#### SOURCE EXTRACT
= Beginning of Section =

Major projects supported by the fund: Meklējam sirdsmāsu, Kilograms kultūras, Latvijas sakrālais mantojums, Eņģeļi pār Latviju, young music performers competition Ineses Galantes talanti. Future Support Fund constantly co-operates with the Latvian National Museum of Art and other museums, financially supports the acquisition of works of art to complement museum collections, organisation of exhibitions and publication of catalogues.

The total fund's support for projects amounted to more than 10 million euros.

The fund’s activities are overseen by a council chaired by Arkādijs Suharenko, with board members Jeļena Buraja and Elīna Suharenko.

== History ==
Rietumu Banka was founded on May 14, 1992, in Latvia. By 1995, it became the fifth-largest bank in Latvia by asset volume.

In 2001, Rietumu Banka acquired 100% of Saules Bank's shares. In 2005, 33% of Rietumu Banka's shares were purchased by Irish entrepreneur Dermot Fachtna Desmond. The bank's new central office, Rietumu Capital Centre, opened in 2008, being the first A+++ class business building in Latvia. In 2009, Rietumu Banka was the only Latvian bank operating profitably during the financial crisis. In 2012, with the bank's support, Riga hosted the first international e-commerce conference "eCom21," attracting over 250 industry professionals worldwide.

In 2017, Rietumu Banka partnered with the leading German deposit placement platform ZINSPILOT, entering Europe's largest deposit investment market. Rietumu Banka was the first bank in Latvia to initiate such a project in the field of financial technology.

On July 6, 2017, the Paris Court of First Instance imposed a fine of 80 million euros on Rietumu Banka in a case against the French company France Offshore for tax evasion. The bank cooperated with French judicial institutions throughout the investigation, which commenced in France in 2011 to look into developments that had taken place before that, and the legal proceedings. In 2021, the Paris Appeals Court reduced the potential fine by 75%, a development dubbed a "bank victory" by international media. The bank had preliminary made sufficient provisions for possible fine payment, therefore any outcome of abovementioned case will not affect the future activities nor the stability of the Bank. The judgment of the Paris Court of Appeals will be examined in accordance with Latvian legislation after the French competent authority addresses the Latvian Ministry of Justice and submits the materials for the Latvian court's decision.

= End of Section =

#### RAW DATA
= Beginning of Section =

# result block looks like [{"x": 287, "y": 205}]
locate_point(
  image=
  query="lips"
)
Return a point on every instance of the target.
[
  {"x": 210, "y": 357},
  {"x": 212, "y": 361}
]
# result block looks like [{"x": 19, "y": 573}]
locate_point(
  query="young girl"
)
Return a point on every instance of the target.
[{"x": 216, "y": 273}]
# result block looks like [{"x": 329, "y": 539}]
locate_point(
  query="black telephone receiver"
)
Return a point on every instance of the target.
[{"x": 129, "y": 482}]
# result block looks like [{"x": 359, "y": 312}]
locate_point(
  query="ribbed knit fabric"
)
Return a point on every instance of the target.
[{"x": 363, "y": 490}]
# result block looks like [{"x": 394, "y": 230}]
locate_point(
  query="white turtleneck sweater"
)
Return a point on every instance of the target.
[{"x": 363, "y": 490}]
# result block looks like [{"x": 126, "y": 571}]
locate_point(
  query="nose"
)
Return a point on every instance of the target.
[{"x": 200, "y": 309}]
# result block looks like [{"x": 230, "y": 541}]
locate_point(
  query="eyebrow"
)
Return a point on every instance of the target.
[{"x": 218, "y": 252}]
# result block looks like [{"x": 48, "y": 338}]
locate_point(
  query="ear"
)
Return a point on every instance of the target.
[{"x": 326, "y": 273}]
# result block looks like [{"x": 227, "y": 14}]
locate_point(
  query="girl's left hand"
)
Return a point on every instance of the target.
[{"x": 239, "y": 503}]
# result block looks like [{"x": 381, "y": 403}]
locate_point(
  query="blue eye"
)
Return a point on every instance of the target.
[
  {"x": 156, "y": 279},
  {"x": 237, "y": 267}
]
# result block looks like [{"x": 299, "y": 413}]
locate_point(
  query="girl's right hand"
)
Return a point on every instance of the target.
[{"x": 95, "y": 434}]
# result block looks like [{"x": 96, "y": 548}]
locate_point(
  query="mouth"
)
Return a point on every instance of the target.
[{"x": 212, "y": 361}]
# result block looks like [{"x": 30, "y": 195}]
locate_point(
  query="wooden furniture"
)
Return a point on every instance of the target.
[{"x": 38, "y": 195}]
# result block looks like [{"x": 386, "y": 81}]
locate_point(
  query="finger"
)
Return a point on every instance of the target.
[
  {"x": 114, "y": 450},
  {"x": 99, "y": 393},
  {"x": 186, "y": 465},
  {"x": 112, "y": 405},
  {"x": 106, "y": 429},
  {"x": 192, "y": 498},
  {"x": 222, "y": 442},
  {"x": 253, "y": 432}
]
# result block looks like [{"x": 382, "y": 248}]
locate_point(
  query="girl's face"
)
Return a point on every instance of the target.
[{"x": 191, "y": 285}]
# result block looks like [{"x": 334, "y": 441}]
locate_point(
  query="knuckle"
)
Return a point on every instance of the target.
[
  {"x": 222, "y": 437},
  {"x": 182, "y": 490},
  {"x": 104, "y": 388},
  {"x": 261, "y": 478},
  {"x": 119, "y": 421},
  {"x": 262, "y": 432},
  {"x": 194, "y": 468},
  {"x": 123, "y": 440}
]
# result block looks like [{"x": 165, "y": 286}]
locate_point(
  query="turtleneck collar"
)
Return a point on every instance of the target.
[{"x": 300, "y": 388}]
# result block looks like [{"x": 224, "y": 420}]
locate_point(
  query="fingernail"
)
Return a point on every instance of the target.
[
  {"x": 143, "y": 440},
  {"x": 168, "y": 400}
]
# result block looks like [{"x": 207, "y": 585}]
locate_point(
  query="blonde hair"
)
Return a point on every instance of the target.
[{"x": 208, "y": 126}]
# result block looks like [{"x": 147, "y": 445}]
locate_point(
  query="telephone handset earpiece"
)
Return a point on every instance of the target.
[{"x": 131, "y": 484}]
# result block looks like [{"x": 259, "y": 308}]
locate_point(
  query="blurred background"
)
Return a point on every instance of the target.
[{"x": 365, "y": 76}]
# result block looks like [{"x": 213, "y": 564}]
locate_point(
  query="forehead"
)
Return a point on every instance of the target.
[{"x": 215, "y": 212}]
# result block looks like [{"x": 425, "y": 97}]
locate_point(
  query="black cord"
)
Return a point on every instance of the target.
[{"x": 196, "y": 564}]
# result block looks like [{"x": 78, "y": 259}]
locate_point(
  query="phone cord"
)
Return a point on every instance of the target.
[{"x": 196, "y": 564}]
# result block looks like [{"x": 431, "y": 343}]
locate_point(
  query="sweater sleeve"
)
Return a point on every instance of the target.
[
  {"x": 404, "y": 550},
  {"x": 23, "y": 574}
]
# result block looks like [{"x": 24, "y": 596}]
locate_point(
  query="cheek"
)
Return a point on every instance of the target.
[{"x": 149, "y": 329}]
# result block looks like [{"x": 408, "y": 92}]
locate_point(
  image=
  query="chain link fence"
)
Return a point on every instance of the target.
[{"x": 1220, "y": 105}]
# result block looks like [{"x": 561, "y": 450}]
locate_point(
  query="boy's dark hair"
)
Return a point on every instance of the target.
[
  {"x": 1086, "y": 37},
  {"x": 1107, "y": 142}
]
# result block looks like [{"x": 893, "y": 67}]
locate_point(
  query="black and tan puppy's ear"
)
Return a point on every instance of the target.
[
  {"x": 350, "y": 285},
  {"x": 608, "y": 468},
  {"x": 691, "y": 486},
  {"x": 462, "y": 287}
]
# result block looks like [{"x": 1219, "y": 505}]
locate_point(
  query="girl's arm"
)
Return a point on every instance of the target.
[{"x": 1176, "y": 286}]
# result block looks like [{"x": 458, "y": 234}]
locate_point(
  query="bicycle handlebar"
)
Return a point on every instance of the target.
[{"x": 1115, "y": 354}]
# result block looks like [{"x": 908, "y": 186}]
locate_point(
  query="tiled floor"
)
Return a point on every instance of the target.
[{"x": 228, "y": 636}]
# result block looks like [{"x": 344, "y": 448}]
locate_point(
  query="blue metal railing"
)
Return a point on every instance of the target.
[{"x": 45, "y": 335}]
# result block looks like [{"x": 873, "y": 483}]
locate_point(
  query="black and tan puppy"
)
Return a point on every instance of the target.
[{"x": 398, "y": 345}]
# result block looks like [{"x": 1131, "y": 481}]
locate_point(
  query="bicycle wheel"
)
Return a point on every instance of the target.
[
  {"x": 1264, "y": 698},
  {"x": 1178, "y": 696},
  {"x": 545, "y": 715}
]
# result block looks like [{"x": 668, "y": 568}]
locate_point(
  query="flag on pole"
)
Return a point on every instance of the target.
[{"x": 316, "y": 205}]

= End of Section =

#### EXERCISE SET
**A)** Copy the Rietumu Banka passage word for word, starting at "The fund’s activities" and ending at "by asset volume.".
**B)** Write the next part of the Rietumu Banka passage, picking up after its last sentence.

#### RESPONSE LIST
**A)**
The fund’s activities are overseen by a council chaired by Arkādijs Suharenko, with board members Jeļena Buraja and Elīna Suharenko.

== History ==
Rietumu Banka was founded on May 14, 1992, in Latvia. By 1995, it became the fifth-largest bank in Latvia by asset volume.

**B)**
In spring 2018, the Latvian financial sector experienced significant instability due to accusations by the U.S. Department of the Treasury against ABLV Bank for money laundering. Latvia's financial market supervisory authorities and legislators made decisions that significantly restricted the collaboration of all banks with non-residents, especially high-risk clients. In this situation, Rietumu Banka independently decided to change its business model and focus on serving clients in Latvia, as well as other Baltic and OECD countries. Rolf Fuls, one of the top managers of the bank in the previous 20 years, was appointed as the Chairman of the Board of Rietumu Banka.

In 2019, the bank entered into a cooperation agreement with the state-owned Development Finance Institution ALTUM.

In 2021, Jeļena Buraja was appointed as the chairman of the bank's board.

In 2022, Rietumu Banka supported the Three Seas Initiative Summit in Riga. Jeļena Buraja spoke at the international ACAMS forum in New York (USA).

In 2023, the bank provided significant loans for the growth of Latvian businesses, including a 25 million euro loan for the development of Astor Group's hotel property business and a 48 million euro loan to Riga Retail Park, the owner of the shopping centre Sāga. Jeļena Buraja spoke at the Financial Women's Association (FWA) summit in New York and became a member of FWA.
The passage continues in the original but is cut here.